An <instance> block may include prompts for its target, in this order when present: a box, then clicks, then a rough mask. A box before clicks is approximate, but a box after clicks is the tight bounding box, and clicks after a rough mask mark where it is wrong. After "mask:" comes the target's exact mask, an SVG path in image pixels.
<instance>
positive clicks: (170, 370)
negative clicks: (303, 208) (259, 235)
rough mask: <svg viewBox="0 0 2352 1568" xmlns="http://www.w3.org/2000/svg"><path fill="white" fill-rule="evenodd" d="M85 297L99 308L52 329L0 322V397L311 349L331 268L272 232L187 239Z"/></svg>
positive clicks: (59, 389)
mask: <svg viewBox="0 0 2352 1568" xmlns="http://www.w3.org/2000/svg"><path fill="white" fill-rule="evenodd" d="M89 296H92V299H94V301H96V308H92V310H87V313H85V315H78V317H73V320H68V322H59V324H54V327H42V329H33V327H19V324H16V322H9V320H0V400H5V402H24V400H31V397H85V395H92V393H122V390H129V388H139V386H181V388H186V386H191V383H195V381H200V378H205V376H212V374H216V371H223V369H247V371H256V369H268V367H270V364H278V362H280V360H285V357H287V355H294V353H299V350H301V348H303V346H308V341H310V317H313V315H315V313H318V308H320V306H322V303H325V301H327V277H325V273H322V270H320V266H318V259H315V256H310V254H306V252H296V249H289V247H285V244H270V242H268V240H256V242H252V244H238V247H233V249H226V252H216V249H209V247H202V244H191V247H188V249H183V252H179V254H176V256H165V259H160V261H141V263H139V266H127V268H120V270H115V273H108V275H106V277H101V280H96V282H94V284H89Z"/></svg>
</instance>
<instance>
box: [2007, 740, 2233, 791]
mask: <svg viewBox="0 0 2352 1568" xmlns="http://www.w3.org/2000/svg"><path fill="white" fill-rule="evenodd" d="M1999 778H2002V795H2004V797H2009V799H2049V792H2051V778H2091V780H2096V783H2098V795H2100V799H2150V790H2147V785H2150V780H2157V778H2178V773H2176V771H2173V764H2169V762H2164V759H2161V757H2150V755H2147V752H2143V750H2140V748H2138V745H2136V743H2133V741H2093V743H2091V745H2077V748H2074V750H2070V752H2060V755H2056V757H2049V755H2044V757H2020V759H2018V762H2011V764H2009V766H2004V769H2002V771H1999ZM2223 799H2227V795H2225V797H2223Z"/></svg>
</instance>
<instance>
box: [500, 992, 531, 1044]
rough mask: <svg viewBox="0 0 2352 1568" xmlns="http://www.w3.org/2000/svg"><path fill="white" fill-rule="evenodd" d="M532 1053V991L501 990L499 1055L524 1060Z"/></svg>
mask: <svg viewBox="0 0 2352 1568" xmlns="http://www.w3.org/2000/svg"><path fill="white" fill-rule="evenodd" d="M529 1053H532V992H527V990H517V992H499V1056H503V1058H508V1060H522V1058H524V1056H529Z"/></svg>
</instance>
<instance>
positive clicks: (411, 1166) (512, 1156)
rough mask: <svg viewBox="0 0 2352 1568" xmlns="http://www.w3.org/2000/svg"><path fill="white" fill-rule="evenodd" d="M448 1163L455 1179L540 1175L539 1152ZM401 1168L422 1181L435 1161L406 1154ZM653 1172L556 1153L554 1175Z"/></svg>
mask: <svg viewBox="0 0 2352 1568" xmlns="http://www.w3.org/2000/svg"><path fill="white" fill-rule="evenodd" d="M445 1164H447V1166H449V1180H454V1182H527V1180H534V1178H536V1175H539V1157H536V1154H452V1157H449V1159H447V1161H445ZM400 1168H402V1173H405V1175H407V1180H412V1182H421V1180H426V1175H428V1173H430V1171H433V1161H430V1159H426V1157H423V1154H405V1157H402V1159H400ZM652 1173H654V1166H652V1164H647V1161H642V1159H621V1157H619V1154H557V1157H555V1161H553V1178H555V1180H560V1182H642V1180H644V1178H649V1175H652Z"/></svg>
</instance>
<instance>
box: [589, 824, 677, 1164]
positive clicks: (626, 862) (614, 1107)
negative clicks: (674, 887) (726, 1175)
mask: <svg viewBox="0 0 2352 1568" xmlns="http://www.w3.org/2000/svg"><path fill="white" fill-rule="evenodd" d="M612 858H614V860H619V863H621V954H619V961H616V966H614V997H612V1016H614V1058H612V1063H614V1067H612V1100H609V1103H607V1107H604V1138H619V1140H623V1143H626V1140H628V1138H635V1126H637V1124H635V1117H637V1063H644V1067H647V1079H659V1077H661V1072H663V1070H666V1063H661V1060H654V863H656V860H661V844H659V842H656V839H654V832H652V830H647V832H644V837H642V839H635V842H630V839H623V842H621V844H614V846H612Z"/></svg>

**PROMPT**:
An exact retyping of every line in the records is needed.

**SOLUTION**:
An <instance> block may include prompts for its target, in this order when present: a box, then clicks, then a rough mask. A box before clicks is approximate, but a box after clicks is the tight bounding box, and clicks after a rough mask mark where it is wrong. After "mask:" comes the target's exact mask, an SVG path in image pixels.
<instance>
positive clicks: (170, 370)
negative clicks: (303, 208) (259, 235)
rough mask: <svg viewBox="0 0 2352 1568" xmlns="http://www.w3.org/2000/svg"><path fill="white" fill-rule="evenodd" d="M85 297L99 308L52 329L0 322V397L311 349L331 268L272 232L187 239Z"/></svg>
positive clicks: (59, 389)
mask: <svg viewBox="0 0 2352 1568" xmlns="http://www.w3.org/2000/svg"><path fill="white" fill-rule="evenodd" d="M89 296H92V299H94V301H96V308H92V310H87V313H85V315H78V317H73V320H68V322H59V324H54V327H42V329H33V327H19V324H16V322H9V320H0V400H5V402H24V400H31V397H85V395H92V393H122V390H129V388H139V386H181V388H186V386H191V383H195V381H200V378H205V376H212V374H216V371H223V369H247V371H256V369H268V367H270V364H278V362H280V360H285V357H287V355H294V353H299V350H301V348H303V346H308V341H310V317H313V315H315V313H318V308H320V306H322V303H325V301H327V277H325V273H322V270H320V266H318V259H315V256H310V254H306V252H296V249H289V247H285V244H270V242H268V240H256V242H252V244H238V247H233V249H226V252H216V249H209V247H202V244H191V247H188V249H183V252H179V254H176V256H165V259H160V261H141V263H139V266H127V268H120V270H115V273H108V275H106V277H101V280H96V282H94V284H89Z"/></svg>
</instance>
<instance>
box: [2007, 740, 2233, 791]
mask: <svg viewBox="0 0 2352 1568" xmlns="http://www.w3.org/2000/svg"><path fill="white" fill-rule="evenodd" d="M1999 778H2002V795H2004V797H2009V799H2049V792H2051V778H2091V780H2096V783H2098V795H2100V799H2150V790H2147V785H2150V780H2157V778H2178V773H2176V771H2173V764H2169V762H2164V759H2161V757H2150V755H2147V752H2143V750H2140V748H2138V745H2136V743H2133V741H2093V743H2091V745H2077V748H2074V750H2070V752H2060V755H2056V757H2049V755H2044V757H2020V759H2018V762H2011V764H2009V766H2004V769H2002V771H1999ZM2223 799H2227V795H2225V797H2223Z"/></svg>
</instance>
<instance>
box: [500, 992, 531, 1044]
rough mask: <svg viewBox="0 0 2352 1568" xmlns="http://www.w3.org/2000/svg"><path fill="white" fill-rule="evenodd" d="M532 1053V991L501 990L499 1055L524 1060Z"/></svg>
mask: <svg viewBox="0 0 2352 1568" xmlns="http://www.w3.org/2000/svg"><path fill="white" fill-rule="evenodd" d="M529 1053H532V992H527V990H517V992H499V1056H503V1058H508V1060H522V1058H524V1056H529Z"/></svg>
</instance>
<instance>
positive clicks: (411, 1166) (512, 1156)
rough mask: <svg viewBox="0 0 2352 1568" xmlns="http://www.w3.org/2000/svg"><path fill="white" fill-rule="evenodd" d="M448 1163L455 1179L540 1175L539 1152ZM401 1168L422 1181L435 1161L406 1154ZM653 1172L556 1153L554 1175Z"/></svg>
mask: <svg viewBox="0 0 2352 1568" xmlns="http://www.w3.org/2000/svg"><path fill="white" fill-rule="evenodd" d="M445 1164H447V1166H449V1180H454V1182H527V1180H534V1178H536V1175H539V1157H536V1154H452V1157H449V1159H447V1161H445ZM400 1168H402V1173H405V1175H407V1180H412V1182H421V1180H426V1175H428V1173H430V1171H433V1161H430V1159H426V1157H423V1154H405V1157H402V1159H400ZM652 1173H654V1166H652V1164H647V1161H642V1159H621V1157H619V1154H557V1157H555V1161H553V1178H555V1180H560V1182H642V1180H644V1178H649V1175H652Z"/></svg>
</instance>
<instance>
box: [589, 824, 677, 1164]
positive clicks: (626, 862) (614, 1107)
negative clicks: (674, 887) (726, 1175)
mask: <svg viewBox="0 0 2352 1568" xmlns="http://www.w3.org/2000/svg"><path fill="white" fill-rule="evenodd" d="M612 858H614V860H619V863H621V954H619V961H616V966H614V997H612V1016H614V1058H612V1063H614V1067H612V1100H609V1103H607V1107H604V1138H619V1140H623V1143H626V1140H628V1138H635V1126H637V1124H635V1117H637V1063H644V1067H647V1079H659V1077H661V1072H663V1070H666V1063H661V1060H654V863H656V860H661V844H659V842H656V839H654V832H652V830H647V832H644V837H642V839H635V842H630V839H623V842H621V844H614V846H612Z"/></svg>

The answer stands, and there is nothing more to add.